• Texte de la page:
-=-=-=-=-

3. N'oublions pas toutefois combien ce rayonnement de la vérité dans l'esprit des Mages fait ressortir l'aveuglement des Juifs. Les premiers venaient voir le Messie dans le pays de ceux-ci, et ceux-ci ne l'y voyaient point. Ils le trouvèrent parmi eux sous la forme d'un enfant sans parole, et eux le renièrent quand il enseignait en leur présence. Accourus de loin, des étrangers adorèrent parmi eux le Christ dans un enfant qui ne disait rien encore; et eux, ses concitoyens, le crucifièrent dans la vigueur de l'âge et lors qu'il faisait des miracles. Les uns le reconnurent pour leur Dieu malgré la faiblesse de ses membres, et les autres n'épargnèrent pas même son humanité, malgré la puissance de ses oeuvres. Mais devait-on être plus frappé de voir une étoile nouvelle briller au moment de sa naissance, que de voir le soleil s'obscurcir au moment de sa mort?

-=-=-=-=-

• Données:

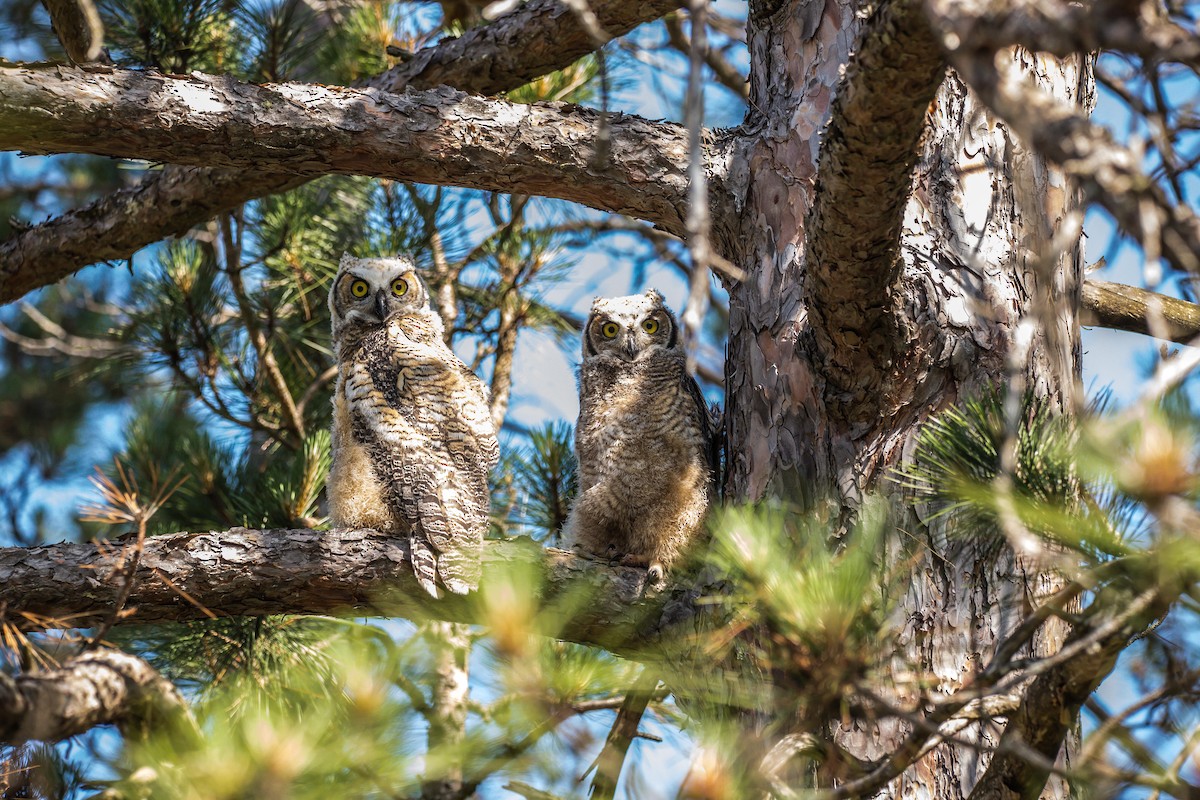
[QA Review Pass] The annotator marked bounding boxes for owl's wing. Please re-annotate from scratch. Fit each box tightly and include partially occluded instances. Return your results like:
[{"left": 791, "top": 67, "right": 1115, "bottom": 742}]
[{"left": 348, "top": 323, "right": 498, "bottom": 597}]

-=-=-=-=-

• La consigne: Transcrivez, dans le texte sur les Mages, le passage qui commence par les mots « 3. N'oublions pas » et s'achève sur « de sa mort? ». La liste provient d'une autre source que le texte.

• Corrigé de l'exercice:
3. N'oublions pas toutefois combien ce rayonnement de la vérité dans l'esprit des Mages fait ressortir l'aveuglement des Juifs. Les premiers venaient voir le Messie dans le pays de ceux-ci, et ceux-ci ne l'y voyaient point. Ils le trouvèrent parmi eux sous la forme d'un enfant sans parole, et eux le renièrent quand il enseignait en leur présence. Accourus de loin, des étrangers adorèrent parmi eux le Christ dans un enfant qui ne disait rien encore; et eux, ses concitoyens, le crucifièrent dans la vigueur de l'âge et lors qu'il faisait des miracles. Les uns le reconnurent pour leur Dieu malgré la faiblesse de ses membres, et les autres n'épargnèrent pas même son humanité, malgré la puissance de ses oeuvres. Mais devait-on être plus frappé de voir une étoile nouvelle briller au moment de sa naissance, que de voir le soleil s'obscurcir au moment de sa mort?